# WHAT IS ASKED
Extract the records from the line with "Reviewer note: confirm that each instance of the pier" to the line with "[(213, 55), (264, 132), (1220, 171), (333, 89), (127, 32)]", including both of those lines, and reproduce them without any change.
[start of LISTED RECORDS]
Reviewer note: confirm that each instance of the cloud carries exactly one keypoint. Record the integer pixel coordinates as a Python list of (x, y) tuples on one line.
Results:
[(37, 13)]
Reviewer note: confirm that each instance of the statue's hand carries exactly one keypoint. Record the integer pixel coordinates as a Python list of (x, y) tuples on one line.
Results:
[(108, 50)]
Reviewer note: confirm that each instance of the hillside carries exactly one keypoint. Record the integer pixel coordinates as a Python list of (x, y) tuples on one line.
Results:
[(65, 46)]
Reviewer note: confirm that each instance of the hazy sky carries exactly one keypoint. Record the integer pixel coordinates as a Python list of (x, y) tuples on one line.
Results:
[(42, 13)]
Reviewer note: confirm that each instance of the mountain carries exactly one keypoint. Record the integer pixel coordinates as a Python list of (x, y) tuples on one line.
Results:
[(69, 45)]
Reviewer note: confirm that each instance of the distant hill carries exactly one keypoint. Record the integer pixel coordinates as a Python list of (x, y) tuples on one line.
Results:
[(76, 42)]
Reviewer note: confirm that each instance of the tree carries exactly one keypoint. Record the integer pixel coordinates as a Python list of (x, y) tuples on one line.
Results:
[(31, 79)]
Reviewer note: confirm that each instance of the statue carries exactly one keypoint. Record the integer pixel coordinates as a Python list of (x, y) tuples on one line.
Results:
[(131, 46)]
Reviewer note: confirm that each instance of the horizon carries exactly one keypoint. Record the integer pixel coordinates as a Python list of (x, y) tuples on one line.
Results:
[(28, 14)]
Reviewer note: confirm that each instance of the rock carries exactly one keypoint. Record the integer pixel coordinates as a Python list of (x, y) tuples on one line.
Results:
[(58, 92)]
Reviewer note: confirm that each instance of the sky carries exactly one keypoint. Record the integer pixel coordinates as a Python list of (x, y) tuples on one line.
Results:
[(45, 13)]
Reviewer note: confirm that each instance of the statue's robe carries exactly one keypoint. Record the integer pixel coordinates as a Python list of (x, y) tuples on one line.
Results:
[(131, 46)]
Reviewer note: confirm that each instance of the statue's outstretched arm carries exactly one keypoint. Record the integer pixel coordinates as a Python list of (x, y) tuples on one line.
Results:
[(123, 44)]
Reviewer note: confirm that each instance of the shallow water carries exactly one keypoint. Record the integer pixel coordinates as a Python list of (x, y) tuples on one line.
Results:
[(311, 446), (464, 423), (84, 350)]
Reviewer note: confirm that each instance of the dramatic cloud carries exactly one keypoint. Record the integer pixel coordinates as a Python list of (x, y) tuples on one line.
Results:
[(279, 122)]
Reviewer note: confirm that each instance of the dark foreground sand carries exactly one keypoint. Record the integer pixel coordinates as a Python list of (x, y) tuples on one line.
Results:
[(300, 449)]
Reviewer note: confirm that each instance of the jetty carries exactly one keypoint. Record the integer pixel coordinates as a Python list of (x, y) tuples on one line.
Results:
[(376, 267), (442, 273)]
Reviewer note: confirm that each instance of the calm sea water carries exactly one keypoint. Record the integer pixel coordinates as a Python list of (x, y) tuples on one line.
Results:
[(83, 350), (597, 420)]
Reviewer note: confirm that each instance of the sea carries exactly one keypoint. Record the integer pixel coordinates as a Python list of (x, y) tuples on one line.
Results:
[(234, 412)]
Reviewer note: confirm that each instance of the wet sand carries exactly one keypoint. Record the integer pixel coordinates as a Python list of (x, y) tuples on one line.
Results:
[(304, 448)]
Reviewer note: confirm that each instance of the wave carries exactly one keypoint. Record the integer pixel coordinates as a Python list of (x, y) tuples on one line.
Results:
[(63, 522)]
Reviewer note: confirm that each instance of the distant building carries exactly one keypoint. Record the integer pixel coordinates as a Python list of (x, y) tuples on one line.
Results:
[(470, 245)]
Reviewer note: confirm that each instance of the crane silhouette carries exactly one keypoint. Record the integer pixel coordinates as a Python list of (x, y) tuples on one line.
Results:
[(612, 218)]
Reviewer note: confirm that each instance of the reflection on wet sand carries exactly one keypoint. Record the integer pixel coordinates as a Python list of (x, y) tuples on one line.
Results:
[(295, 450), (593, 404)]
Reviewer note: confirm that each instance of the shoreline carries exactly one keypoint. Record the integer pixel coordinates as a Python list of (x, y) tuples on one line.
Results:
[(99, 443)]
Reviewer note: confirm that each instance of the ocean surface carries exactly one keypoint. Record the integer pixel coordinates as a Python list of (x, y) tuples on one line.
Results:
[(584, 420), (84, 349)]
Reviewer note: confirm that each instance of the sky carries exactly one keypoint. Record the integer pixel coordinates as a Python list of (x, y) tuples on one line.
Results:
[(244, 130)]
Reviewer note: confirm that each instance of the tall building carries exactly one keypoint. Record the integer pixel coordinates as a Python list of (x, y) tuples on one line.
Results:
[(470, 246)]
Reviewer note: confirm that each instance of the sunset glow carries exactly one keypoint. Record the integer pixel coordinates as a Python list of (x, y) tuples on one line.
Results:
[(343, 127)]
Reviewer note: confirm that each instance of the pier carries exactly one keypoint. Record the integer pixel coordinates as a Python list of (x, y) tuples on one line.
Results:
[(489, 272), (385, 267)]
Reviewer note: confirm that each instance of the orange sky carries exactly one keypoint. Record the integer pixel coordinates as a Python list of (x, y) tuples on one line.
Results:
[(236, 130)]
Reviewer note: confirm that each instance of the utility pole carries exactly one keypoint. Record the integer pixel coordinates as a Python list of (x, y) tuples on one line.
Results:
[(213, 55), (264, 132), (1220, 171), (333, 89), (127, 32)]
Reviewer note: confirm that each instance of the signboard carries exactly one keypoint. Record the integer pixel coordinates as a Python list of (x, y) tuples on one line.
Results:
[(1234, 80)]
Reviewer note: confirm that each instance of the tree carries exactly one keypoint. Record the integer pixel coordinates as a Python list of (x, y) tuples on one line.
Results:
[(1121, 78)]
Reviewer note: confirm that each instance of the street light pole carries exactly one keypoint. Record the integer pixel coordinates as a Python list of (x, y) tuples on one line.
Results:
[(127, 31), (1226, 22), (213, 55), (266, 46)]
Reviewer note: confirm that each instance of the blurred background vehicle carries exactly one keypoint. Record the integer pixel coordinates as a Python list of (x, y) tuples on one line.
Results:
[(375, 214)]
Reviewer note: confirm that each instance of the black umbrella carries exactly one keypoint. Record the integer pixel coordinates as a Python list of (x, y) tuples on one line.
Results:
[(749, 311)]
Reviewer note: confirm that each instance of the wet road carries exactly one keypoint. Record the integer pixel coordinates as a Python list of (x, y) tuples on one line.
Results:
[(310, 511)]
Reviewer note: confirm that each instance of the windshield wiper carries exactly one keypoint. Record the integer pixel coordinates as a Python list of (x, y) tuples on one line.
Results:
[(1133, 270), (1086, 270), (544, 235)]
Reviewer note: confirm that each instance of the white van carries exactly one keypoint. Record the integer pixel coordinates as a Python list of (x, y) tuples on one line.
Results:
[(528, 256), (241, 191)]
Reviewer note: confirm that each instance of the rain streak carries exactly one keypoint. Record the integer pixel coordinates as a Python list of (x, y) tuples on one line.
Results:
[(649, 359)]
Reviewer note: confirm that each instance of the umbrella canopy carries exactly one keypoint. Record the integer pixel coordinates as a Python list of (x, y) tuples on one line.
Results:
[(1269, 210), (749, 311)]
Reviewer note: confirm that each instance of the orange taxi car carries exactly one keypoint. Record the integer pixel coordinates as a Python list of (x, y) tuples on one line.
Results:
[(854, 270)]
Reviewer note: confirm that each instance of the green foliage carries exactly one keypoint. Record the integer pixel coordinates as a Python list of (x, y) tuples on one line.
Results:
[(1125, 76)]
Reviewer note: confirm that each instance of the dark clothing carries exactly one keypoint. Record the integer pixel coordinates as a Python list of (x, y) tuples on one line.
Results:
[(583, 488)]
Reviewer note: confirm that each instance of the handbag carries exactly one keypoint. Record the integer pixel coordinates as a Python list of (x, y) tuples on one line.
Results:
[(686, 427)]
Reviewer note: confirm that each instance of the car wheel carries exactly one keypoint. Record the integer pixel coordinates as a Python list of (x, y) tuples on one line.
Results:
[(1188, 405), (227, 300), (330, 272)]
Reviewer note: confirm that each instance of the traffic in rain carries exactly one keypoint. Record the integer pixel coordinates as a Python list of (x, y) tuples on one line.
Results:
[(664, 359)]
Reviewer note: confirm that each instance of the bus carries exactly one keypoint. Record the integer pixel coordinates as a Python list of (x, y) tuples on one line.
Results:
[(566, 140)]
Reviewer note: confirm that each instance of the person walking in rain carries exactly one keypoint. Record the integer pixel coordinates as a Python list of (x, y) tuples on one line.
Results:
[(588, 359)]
[end of LISTED RECORDS]
# FINAL ANSWER
Reviewer note: confirm that each instance of the pier carries exactly one keypoint. Record the integer pixel coordinates as a Python list of (x, y) tuples on one line.
Results:
[(489, 272), (385, 267)]
Reviewer note: confirm that each instance of the orange sky carries exactly one keypoint. Record the integer pixel coordinates as a Python list of (x, y) tuples on one line.
Results:
[(236, 130)]
Reviewer note: confirm that each instance of the utility pole carries exactly one keypoint. Record the integer pixel coordinates as a Python list of (x, y) tuples on one line.
Results:
[(213, 55), (264, 132), (1220, 171), (333, 89), (127, 32)]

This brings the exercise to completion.